• What is required:
Copy each line of the data below, character for character.

• Material for this task:
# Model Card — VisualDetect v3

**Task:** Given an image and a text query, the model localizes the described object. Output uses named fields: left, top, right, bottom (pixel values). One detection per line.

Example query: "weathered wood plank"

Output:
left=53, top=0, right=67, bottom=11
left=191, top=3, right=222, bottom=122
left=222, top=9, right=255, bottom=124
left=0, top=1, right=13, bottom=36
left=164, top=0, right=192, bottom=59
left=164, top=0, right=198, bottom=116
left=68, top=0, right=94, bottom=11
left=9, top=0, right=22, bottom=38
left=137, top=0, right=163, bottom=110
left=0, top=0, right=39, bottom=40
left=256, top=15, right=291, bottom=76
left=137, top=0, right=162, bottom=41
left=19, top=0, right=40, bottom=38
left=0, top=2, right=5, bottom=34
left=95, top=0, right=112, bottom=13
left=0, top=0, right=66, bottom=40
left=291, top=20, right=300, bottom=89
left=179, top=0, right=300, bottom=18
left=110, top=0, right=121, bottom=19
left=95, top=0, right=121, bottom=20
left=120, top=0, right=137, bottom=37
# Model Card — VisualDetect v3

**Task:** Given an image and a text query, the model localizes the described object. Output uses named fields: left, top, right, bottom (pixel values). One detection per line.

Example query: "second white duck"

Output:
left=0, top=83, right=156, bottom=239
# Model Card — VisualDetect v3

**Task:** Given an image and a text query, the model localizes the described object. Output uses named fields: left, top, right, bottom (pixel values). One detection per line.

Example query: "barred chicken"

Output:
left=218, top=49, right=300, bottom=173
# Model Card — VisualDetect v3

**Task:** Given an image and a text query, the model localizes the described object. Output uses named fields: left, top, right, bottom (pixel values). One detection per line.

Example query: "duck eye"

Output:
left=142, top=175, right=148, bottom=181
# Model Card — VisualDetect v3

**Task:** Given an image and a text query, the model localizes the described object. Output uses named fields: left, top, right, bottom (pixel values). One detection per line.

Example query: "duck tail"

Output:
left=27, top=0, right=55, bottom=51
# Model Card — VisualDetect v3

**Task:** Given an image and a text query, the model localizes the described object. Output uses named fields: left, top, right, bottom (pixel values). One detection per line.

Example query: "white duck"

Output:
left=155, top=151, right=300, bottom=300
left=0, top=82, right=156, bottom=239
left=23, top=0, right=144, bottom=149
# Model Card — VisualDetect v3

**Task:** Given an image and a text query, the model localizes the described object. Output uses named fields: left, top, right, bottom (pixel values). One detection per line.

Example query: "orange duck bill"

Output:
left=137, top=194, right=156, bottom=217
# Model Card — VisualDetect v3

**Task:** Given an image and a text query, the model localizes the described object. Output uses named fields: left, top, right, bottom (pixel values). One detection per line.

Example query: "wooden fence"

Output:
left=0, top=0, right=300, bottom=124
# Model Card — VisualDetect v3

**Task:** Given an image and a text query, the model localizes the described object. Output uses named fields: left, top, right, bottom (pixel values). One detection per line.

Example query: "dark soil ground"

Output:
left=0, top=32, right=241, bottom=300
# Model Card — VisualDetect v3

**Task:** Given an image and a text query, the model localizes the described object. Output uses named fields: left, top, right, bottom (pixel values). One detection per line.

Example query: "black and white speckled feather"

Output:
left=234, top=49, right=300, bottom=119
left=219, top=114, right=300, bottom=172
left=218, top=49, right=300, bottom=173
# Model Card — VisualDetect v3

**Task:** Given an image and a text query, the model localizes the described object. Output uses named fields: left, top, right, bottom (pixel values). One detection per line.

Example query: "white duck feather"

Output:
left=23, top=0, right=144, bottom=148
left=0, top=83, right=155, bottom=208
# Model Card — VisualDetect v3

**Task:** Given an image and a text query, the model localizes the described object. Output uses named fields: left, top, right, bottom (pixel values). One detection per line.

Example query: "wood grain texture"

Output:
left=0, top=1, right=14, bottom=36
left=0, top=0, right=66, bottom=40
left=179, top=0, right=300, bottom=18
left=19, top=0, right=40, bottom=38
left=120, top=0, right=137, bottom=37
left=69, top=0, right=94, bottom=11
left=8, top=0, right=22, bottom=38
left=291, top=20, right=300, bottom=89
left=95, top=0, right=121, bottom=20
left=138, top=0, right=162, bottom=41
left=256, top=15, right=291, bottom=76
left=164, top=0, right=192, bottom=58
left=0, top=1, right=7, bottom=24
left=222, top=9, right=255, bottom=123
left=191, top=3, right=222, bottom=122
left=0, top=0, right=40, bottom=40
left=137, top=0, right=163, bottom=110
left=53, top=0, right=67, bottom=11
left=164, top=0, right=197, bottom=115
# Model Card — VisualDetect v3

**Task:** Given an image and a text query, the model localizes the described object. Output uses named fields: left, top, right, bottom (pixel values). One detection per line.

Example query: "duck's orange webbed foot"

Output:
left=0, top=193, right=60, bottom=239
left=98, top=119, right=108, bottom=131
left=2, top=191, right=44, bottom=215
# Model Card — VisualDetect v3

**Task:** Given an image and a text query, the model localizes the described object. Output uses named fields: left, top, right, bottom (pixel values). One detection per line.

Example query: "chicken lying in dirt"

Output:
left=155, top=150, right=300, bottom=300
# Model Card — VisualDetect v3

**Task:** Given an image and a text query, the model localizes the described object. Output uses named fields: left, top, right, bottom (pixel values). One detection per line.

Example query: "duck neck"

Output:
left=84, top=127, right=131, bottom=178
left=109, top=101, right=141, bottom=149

• Solution to this task:
# Model Card — VisualDetect v3

**Task:** Given an image and a text query, the model localizes the described object. Output uses named fields: left, top, right, bottom (pixel values). One detection per line.

Example query: "weathered wood plank"

Output:
left=53, top=0, right=67, bottom=11
left=191, top=3, right=222, bottom=122
left=222, top=9, right=255, bottom=124
left=0, top=1, right=13, bottom=36
left=164, top=0, right=192, bottom=59
left=164, top=0, right=198, bottom=116
left=68, top=0, right=94, bottom=11
left=9, top=0, right=22, bottom=38
left=137, top=0, right=163, bottom=110
left=0, top=0, right=39, bottom=40
left=256, top=15, right=291, bottom=76
left=137, top=0, right=162, bottom=41
left=19, top=0, right=40, bottom=38
left=0, top=2, right=5, bottom=34
left=95, top=0, right=112, bottom=13
left=0, top=0, right=66, bottom=40
left=291, top=20, right=300, bottom=89
left=179, top=0, right=300, bottom=18
left=110, top=0, right=121, bottom=19
left=95, top=0, right=121, bottom=20
left=120, top=0, right=137, bottom=37
# Model Card — VisualDetect v3

**Task:** Given an image and a text query, the model localizes the described object. Output uses named fields: left, top, right, bottom (pixel values). One detection per line.

Example query: "second white duck"

Output:
left=0, top=83, right=156, bottom=239
# Model Card — VisualDetect v3

**Task:** Given an image and a text query, the model localizes the described object. Output uses named fields: left, top, right, bottom (pixel values). One detection per line.

Example query: "barred chicken"

Output:
left=218, top=49, right=300, bottom=173
# Model Card — VisualDetect v3

**Task:** Given an image and a text query, the model localizes the described object. Output uses named fields: left, top, right, bottom (pixel values). One detection per line.

Example query: "duck eye"

Output:
left=142, top=175, right=148, bottom=181
# Model Card — VisualDetect v3

**Task:** Given an image and a text query, the model localizes the described object. Output uses named fields: left, top, right, bottom (pixel values). One detection per line.

Example query: "duck tail"

Output:
left=27, top=0, right=55, bottom=51
# Model Card — VisualDetect v3

**Task:** Given an image and a text query, the model localizes the described object. Output uses named fields: left, top, right, bottom (pixel values). One detection per line.

Example query: "white duck"

Output:
left=155, top=151, right=300, bottom=300
left=0, top=82, right=156, bottom=239
left=23, top=0, right=144, bottom=149
# Model Card — VisualDetect v3

**Task:** Given an image and a text query, the model localizes the described object. Output uses named fields: left, top, right, bottom (pixel values). One detection per line.

Example query: "orange duck bill"

Output:
left=137, top=194, right=156, bottom=217
# Model Card — VisualDetect v3

**Task:** Given an image and a text query, the model localizes the described object. Output uses named fields: left, top, right, bottom (pixel values). One detection per line.

Example query: "wooden fence"

Output:
left=0, top=0, right=300, bottom=124
# Model Card — VisualDetect v3

**Task:** Given an image and a text query, the model localizes the described object. Output uses named fields: left, top, right, bottom (pixel values). One detection per line.

Example query: "dark soil ground"

Output:
left=0, top=32, right=241, bottom=300
# Model Card — VisualDetect v3

**Task:** Given an image and a text query, the model localizes the described object. Output uses named fields: left, top, right, bottom (pixel values). One detection per line.

Example query: "black and white speckled feather"

Output:
left=234, top=49, right=300, bottom=119
left=219, top=114, right=300, bottom=172
left=218, top=49, right=300, bottom=173
# Model Card — VisualDetect v3

**Task:** Given an image and a text query, the model localizes the described object. Output uses named fields: left, top, right, bottom (pixel values). One detection per line.

Example query: "white duck feather"

Output:
left=23, top=0, right=144, bottom=148
left=0, top=83, right=155, bottom=208
# Model Card — VisualDetect v3

**Task:** Given an image and a text query, the model localizes the described object. Output uses named fields: left, top, right, bottom (pixel values). One detection per line.

Example query: "wood grain texture"

Output:
left=0, top=1, right=14, bottom=36
left=0, top=0, right=66, bottom=40
left=179, top=0, right=300, bottom=18
left=19, top=0, right=40, bottom=38
left=120, top=0, right=137, bottom=37
left=69, top=0, right=94, bottom=11
left=8, top=0, right=22, bottom=38
left=291, top=20, right=300, bottom=89
left=95, top=0, right=121, bottom=20
left=138, top=0, right=162, bottom=41
left=256, top=15, right=291, bottom=76
left=164, top=0, right=192, bottom=58
left=0, top=1, right=7, bottom=24
left=222, top=9, right=255, bottom=123
left=191, top=3, right=222, bottom=122
left=0, top=0, right=40, bottom=40
left=137, top=0, right=163, bottom=110
left=53, top=0, right=67, bottom=11
left=164, top=0, right=197, bottom=115
# Model Card — VisualDetect v3

**Task:** Given an image and a text query, the model localizes the described object. Output uses named fields: left, top, right, bottom (pixel values). One detection per line.

Example query: "duck's orange webbed foot"

Output:
left=0, top=193, right=60, bottom=239
left=98, top=119, right=108, bottom=131
left=2, top=191, right=44, bottom=215
# Model Card — VisualDetect v3

**Task:** Given an image and a text query, the model localizes the described object. Output uses named fields: left, top, right, bottom (pixel values). One detection per line.

Example query: "chicken lying in dirt"

Output:
left=155, top=150, right=300, bottom=300
# Model Card — VisualDetect v3

**Task:** Given an image and a text query, the model localizes the described object. Output uses named fields: left, top, right, bottom (pixel values). One detection per line.

Example query: "duck neck"

Output:
left=84, top=127, right=131, bottom=178
left=109, top=101, right=141, bottom=149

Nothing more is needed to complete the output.